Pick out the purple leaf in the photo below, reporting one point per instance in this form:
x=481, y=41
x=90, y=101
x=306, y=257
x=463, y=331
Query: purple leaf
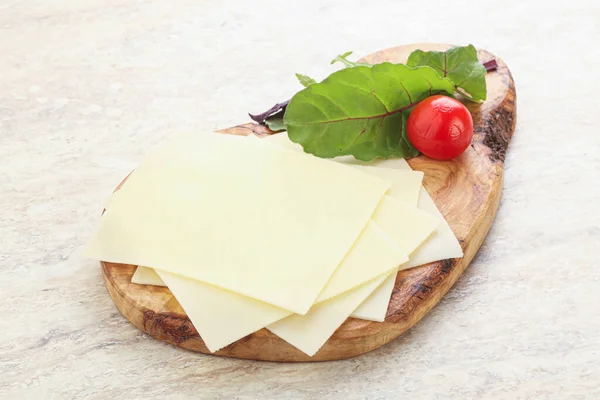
x=260, y=118
x=491, y=65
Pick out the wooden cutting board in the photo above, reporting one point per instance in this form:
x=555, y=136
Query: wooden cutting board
x=466, y=190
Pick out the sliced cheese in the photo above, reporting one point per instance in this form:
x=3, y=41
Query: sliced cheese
x=370, y=257
x=375, y=307
x=316, y=211
x=221, y=317
x=412, y=231
x=309, y=332
x=441, y=244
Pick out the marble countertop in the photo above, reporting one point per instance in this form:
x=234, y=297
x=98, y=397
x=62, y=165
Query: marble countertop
x=87, y=88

- - - -

§ **DIRECTIONS FOR THIS TASK**
Copy the records word for word, starting with the line that contains "Pick out the wooden" and going on through the end of the records.

§ **SOLUTION BELOW**
Pick out the wooden cutting board in the photo above, reporting one point per instance in this form:
x=555, y=136
Query: wooden cutting board
x=466, y=190
Pick out the sliced cheese in the photo above, reporting one point per instance in this form:
x=3, y=41
Query: sliced cheese
x=370, y=257
x=375, y=307
x=316, y=211
x=221, y=317
x=412, y=231
x=309, y=332
x=441, y=244
Pick out the marble countertop in the photo above, reporting one point per instance in this form:
x=234, y=297
x=98, y=397
x=62, y=165
Query: marble countertop
x=87, y=88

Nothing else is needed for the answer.